TEXTAUSZUG:
Seit Anfang Mai gilt die von der Bundesregierung lange gewährte Aussetzung der Insolvenzantragspflicht nicht mehr. Das heißt, nun müssen sämtliche Unternehmen innerhalb von drei Wochen Insolvenz anmelden, falls sie zahlungsunfähig oder überschuldet sind. Davon dürften vor allem Unternehmen, die unter den Einschränkungen der Corona-Pandemie und den Monaten des Lockdowns leiden, betroffen sein. Zuletzt galt die Aussetzung der Insolvenzantragspflicht nur noch für Unternehmen, die einen Anspruch auf finanzielle Hilfen aus den aufgelegten Corona-Hilfsprogrammen haben und deren Auszahlung noch aussteht. Doch selbst diese Einschränkung ist seit diesem Monat weggefallen.
Aussetzung bestand seit Corona-Krise
Die Aussetzung der Insolvenzantragspflicht wurde letztes Jahr als Hilfsmaßnahme für die von der Corona-Krise getroffenen Unternehmen eingeführt. Im Laufe des Jahres wurde die Regelung jedoch mehrmals eingeschränkt: Von Februar bis April 2021 waren die Unternehmen nur noch dann von der Insolvenzantragspflicht befreit, wenn sie noch auf ausstehende Corona-Hilfen warteten. Auf eine weitere Verlängerung dieser Regelung über Ende April hinaus konnte sich die Regierungskoalition aus Union und SPD vor allem aufgrund des Widerstandes in Reihen der CDU und CSU nicht einigen.
Hilfen stehen teilweise immer noch aus
Doch bei vielen Unternehmen sind längst noch nicht alle beantragten Corona-Hilfen angekommen. Caroline von Kretschmann, Geschäftsführerin Hotel Europäischer Hof in Heidelberg, berichtete beispielsweise diese Woche im TV-Talk mit Maybrit Illner, dass ihr immer noch gut ein Drittel der Dezemberhilfen aus 2020 fehlten. Nun wächst die Sorge von Wirtschaftsverbänden vor steigenden Unternehmensinsolvenzen aufgrund zu langsamer Bewilligungsverfahren.
Schleppende Auszahlung der Hilfen könnte nun Insolvenzen verursachen
Der Mittelstand kritisiert daher die CDU und CSU für ihre Haltung zur Insolvenzantragspflicht. “Bleibt die Union bei ihrer Verweigerungshaltung, wird sie zum Totengräber von tausenden mittelständischen Unternehmen”, sagt zum Beispiel Markus Jerger, Bundesgeschäftsführer im Bundesverband mittelständische Wirtschaft (BVMW). Jerger sprach sich dafür aus, die Aussetzung der Insolvenzantragspflicht um weitere sechs Monate zu verlängern. Insolvenz anmelden zu müssen, “nur weil die Auszahlungen so schleppend und bürokratisch vorangehen”, dürfe nicht zulasten der ohnehin schon geschwächten Unternehmer gehen, so Jerger. “Die Regierung muss alles dafür tun, dass die Unternehmen die vom Gesetzgeber verordnete Durststrecke überstehen und weiterhin Arbeits- und Ausbildungsplätze anbieten können”, sagte Jerger. Auch der Hotel- und Gaststättenverband Dehoga reagierte entsetzt: „Es ist absolut inakzeptabel, wenn Unternehmen, die ohne Verschulden in diese Notlage geraten sind, die keine Verantwortung für die Komplexität der Antragstellung tragen und die noch immer auf die Hilfen warten, jetzt gezwungen werden, einen Insolvenzantrag stellen müssen“, kritisierte Verbandspräsident Guido Zöllick am Mittwoch.

Einträge aus einer Sammlung:
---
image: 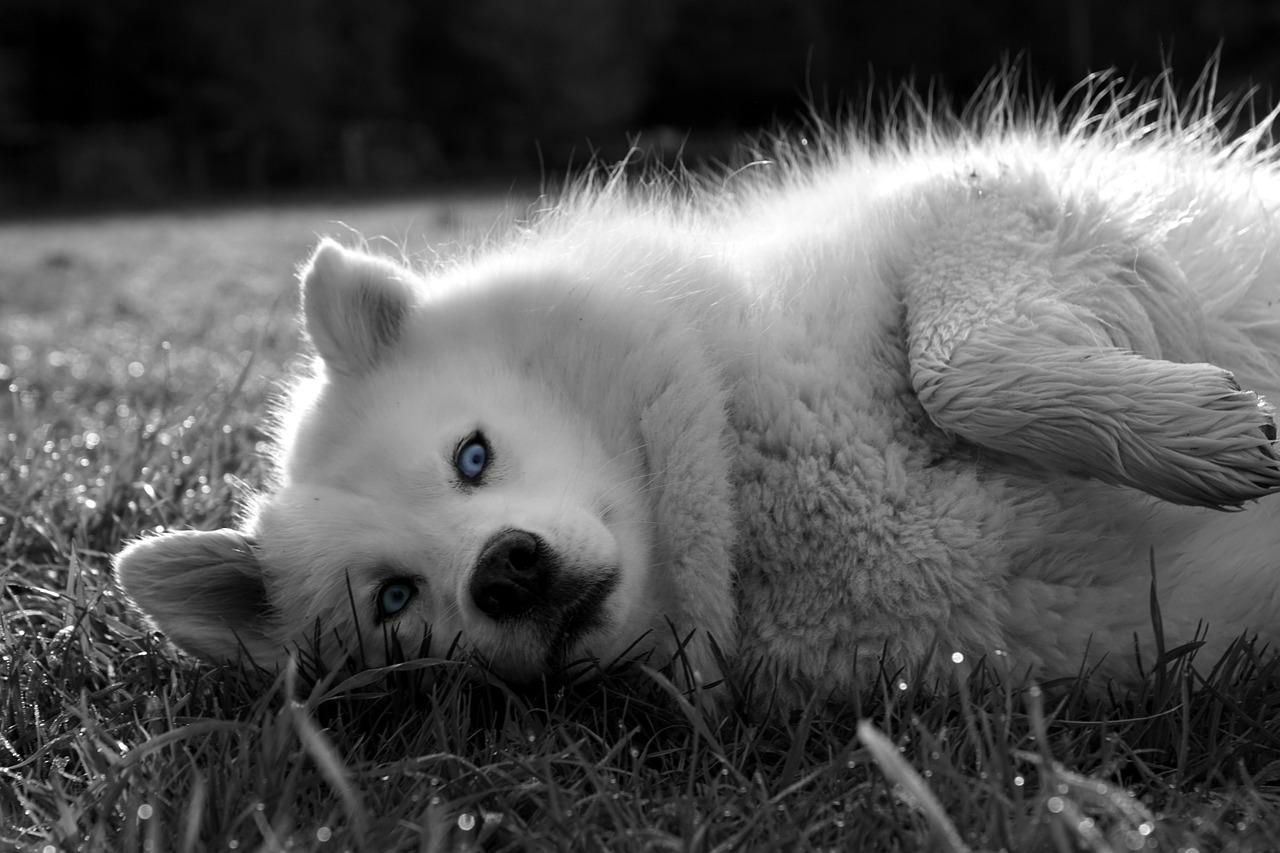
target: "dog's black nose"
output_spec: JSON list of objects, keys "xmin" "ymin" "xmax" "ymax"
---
[{"xmin": 468, "ymin": 530, "xmax": 549, "ymax": 620}]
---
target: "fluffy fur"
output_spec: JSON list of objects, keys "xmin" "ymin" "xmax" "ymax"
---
[{"xmin": 116, "ymin": 81, "xmax": 1280, "ymax": 701}]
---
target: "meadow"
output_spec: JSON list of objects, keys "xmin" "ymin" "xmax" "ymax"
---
[{"xmin": 0, "ymin": 196, "xmax": 1280, "ymax": 853}]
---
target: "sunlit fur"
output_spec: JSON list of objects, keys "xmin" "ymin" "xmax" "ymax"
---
[{"xmin": 118, "ymin": 74, "xmax": 1280, "ymax": 702}]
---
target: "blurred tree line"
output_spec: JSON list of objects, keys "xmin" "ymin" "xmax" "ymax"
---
[{"xmin": 0, "ymin": 0, "xmax": 1280, "ymax": 205}]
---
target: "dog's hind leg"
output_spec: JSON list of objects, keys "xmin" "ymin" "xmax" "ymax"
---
[{"xmin": 902, "ymin": 179, "xmax": 1280, "ymax": 507}]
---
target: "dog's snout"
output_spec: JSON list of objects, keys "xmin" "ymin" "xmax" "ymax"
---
[{"xmin": 470, "ymin": 530, "xmax": 548, "ymax": 620}]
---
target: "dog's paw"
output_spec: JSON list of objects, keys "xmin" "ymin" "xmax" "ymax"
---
[{"xmin": 913, "ymin": 318, "xmax": 1280, "ymax": 508}]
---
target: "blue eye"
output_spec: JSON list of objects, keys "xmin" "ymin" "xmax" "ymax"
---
[
  {"xmin": 378, "ymin": 580, "xmax": 417, "ymax": 617},
  {"xmin": 453, "ymin": 433, "xmax": 489, "ymax": 480}
]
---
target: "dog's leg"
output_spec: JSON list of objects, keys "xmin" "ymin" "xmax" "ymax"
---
[{"xmin": 904, "ymin": 184, "xmax": 1280, "ymax": 507}]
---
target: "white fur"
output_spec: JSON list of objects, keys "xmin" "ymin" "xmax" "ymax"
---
[{"xmin": 118, "ymin": 76, "xmax": 1280, "ymax": 699}]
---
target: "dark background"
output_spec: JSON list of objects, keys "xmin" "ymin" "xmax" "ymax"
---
[{"xmin": 0, "ymin": 0, "xmax": 1280, "ymax": 211}]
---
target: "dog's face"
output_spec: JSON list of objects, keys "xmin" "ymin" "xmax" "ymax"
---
[
  {"xmin": 116, "ymin": 243, "xmax": 732, "ymax": 681},
  {"xmin": 256, "ymin": 347, "xmax": 653, "ymax": 680}
]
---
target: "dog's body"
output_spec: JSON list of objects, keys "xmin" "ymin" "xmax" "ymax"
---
[{"xmin": 118, "ymin": 79, "xmax": 1280, "ymax": 701}]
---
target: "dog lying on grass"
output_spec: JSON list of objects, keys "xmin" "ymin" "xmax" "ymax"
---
[{"xmin": 116, "ymin": 76, "xmax": 1280, "ymax": 701}]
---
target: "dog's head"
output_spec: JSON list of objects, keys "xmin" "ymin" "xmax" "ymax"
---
[{"xmin": 116, "ymin": 236, "xmax": 733, "ymax": 681}]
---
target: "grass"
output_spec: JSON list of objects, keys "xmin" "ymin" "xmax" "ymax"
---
[{"xmin": 0, "ymin": 200, "xmax": 1280, "ymax": 853}]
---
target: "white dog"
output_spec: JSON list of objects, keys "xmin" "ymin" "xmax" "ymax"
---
[{"xmin": 116, "ymin": 78, "xmax": 1280, "ymax": 701}]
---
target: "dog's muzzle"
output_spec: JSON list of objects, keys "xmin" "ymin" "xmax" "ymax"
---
[{"xmin": 467, "ymin": 529, "xmax": 620, "ymax": 663}]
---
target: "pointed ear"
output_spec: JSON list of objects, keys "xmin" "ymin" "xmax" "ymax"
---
[
  {"xmin": 115, "ymin": 530, "xmax": 284, "ymax": 666},
  {"xmin": 300, "ymin": 238, "xmax": 413, "ymax": 377}
]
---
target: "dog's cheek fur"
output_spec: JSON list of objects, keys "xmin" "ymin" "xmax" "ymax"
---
[{"xmin": 115, "ymin": 529, "xmax": 283, "ymax": 667}]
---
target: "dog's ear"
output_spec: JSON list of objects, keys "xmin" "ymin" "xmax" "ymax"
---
[
  {"xmin": 115, "ymin": 530, "xmax": 283, "ymax": 666},
  {"xmin": 300, "ymin": 238, "xmax": 413, "ymax": 377}
]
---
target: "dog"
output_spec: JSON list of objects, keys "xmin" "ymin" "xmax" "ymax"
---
[{"xmin": 115, "ymin": 76, "xmax": 1280, "ymax": 703}]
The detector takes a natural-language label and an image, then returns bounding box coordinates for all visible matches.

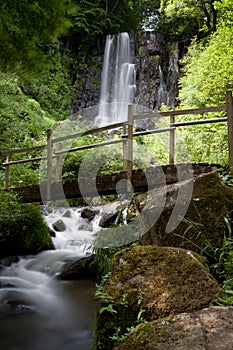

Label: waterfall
[95,33,136,126]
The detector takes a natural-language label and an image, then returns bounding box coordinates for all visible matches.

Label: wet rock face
[114,306,233,350]
[97,246,221,350]
[53,220,66,232]
[136,172,233,252]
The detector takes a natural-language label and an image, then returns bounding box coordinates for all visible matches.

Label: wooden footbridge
[0,91,233,203]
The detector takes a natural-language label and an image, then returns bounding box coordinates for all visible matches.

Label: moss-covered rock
[0,193,54,258]
[114,306,233,350]
[96,246,221,350]
[137,172,233,253]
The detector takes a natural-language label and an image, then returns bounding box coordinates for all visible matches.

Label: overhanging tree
[0,0,74,73]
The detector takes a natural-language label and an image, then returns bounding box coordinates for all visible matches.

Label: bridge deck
[10,164,220,203]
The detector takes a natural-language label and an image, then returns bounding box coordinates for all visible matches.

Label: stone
[58,255,96,280]
[97,246,222,350]
[52,220,66,232]
[99,201,124,228]
[114,306,233,350]
[135,172,233,252]
[81,207,96,221]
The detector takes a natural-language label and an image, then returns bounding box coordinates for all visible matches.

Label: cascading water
[0,208,101,350]
[95,33,136,126]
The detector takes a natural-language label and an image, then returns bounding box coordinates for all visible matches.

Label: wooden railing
[0,91,233,200]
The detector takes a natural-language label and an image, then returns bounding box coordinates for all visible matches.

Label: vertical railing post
[122,124,128,171]
[226,91,233,175]
[127,105,133,192]
[4,154,11,190]
[47,129,53,201]
[55,142,62,182]
[169,115,175,165]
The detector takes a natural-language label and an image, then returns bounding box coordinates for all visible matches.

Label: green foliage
[23,43,72,120]
[177,213,233,305]
[71,0,140,48]
[0,73,54,189]
[159,0,217,40]
[0,74,54,150]
[0,192,52,257]
[179,0,233,107]
[0,0,74,77]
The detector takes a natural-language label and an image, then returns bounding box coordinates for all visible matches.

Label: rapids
[0,208,98,350]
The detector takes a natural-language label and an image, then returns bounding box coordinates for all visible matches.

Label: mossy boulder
[137,172,233,253]
[114,306,233,350]
[96,246,221,350]
[58,255,97,280]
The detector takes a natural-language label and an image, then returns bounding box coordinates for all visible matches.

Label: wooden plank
[54,138,124,155]
[171,118,227,127]
[10,163,221,203]
[2,156,50,166]
[53,122,123,143]
[122,126,175,139]
[160,105,227,117]
[0,145,46,156]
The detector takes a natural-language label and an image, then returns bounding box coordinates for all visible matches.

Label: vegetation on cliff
[0,192,53,258]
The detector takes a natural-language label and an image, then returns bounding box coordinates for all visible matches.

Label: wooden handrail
[0,91,233,190]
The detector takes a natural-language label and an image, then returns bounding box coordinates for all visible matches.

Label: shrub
[0,192,53,258]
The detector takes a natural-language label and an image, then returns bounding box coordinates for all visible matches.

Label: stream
[0,208,98,350]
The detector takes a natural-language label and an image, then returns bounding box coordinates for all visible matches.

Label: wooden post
[4,154,11,190]
[122,124,128,171]
[226,90,233,175]
[47,129,53,201]
[127,105,133,192]
[55,142,62,182]
[169,115,175,165]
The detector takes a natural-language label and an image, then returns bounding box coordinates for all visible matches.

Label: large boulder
[136,172,233,252]
[114,306,233,350]
[96,246,221,350]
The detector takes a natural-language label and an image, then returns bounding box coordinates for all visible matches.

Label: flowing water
[95,33,136,125]
[0,208,98,350]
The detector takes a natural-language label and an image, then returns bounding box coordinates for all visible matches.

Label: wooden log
[10,163,221,203]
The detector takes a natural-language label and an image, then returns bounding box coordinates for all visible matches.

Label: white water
[0,208,98,350]
[95,33,136,126]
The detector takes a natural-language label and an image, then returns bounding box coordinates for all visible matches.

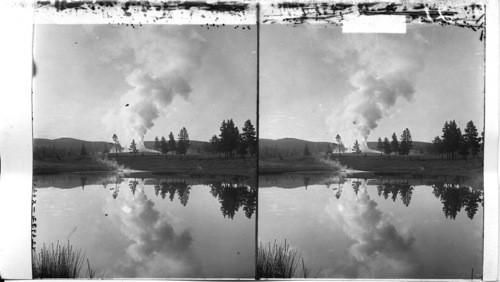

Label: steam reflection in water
[35,173,257,278]
[259,174,483,278]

AUFGABEN:
1) Benennen Sie im Artikel zur Insolvenzantragspflicht im Abschnitt von „Seit Anfang Mai“ bis einschließlich „diesem Monat weggefallen.“ den Ausdruck „Corona-Pandemie“ in „Covid-19-Pandemie“ um und geben Sie diesen Abschnitt vollständig wieder.
2) Schreiben Sie den Artikel zur Insolvenzantragspflicht im Anschluss an seinen letzten Satz weiter.
Die Einträge stammen aus einer anderen Quelle.

LÖSUNGEN:
1)
Seit Anfang Mai gilt die von der Bundesregierung lange gewährte Aussetzung der Insolvenzantragspflicht nicht mehr. Das heißt, nun müssen sämtliche Unternehmen innerhalb von drei Wochen Insolvenz anmelden, falls sie zahlungsunfähig oder überschuldet sind. Davon dürften vor allem Unternehmen, die unter den Einschränkungen der Covid-19-Pandemie und den Monaten des Lockdowns leiden, betroffen sein. Zuletzt galt die Aussetzung der Insolvenzantragspflicht nur noch für Unternehmen, die einen Anspruch auf finanzielle Hilfen aus den aufgelegten Corona-Hilfsprogrammen haben und deren Auszahlung noch aussteht. Doch selbst diese Einschränkung ist seit diesem Monat weggefallen.

2)
Bisher nur wenige Firmeninsolvenzen in der Corona-Krise
Bislang wurde die Anzahl der Unternehmensinsolvenzen in Deutschland durch die Hilfsmaßnahmen der Bundesregierung und die Aussetzung der Insolvenzantragspflicht deutlich nach unten gedrückt. Laut aktuellen Zahlen des Statistischen Bundesamtes haben im Februar 2021 rund 1200 Unternehmen Insolvenz angemeldet. Dies waren damit 21,8 Prozent weniger als im Februar 2020, wie das Statistische Bundesamt mitteilte – obwohl im Februar 2020 die Auswirkungen der Corona-Krise noch nicht zu spüren waren und die Wirtschaft damals noch nicht von harten Einschränkungen getroffen wurde.
Neueste Zahlen des Bayerischen Landesamtes für Statistik deuten jedoch darauf hin, dass die Zahl der Insolvenzen sowohl im Privatbereich als auch bei Unternehmen nach oben geht. Im März stiegen die zusammengenommenen Insolvenzanmeldungen in Bayern um knapp 20 Prozent gegenüber dem Februar. Auch die Zahl der Unternehmenspleiten stieg im März in Bayern deutlich an, obwohl die Aussetzung der Antragspflicht hier noch teilweise galt. Ein weiteres Ansteigen der Unternehmensinsolvenzen muss also befürchtet werden.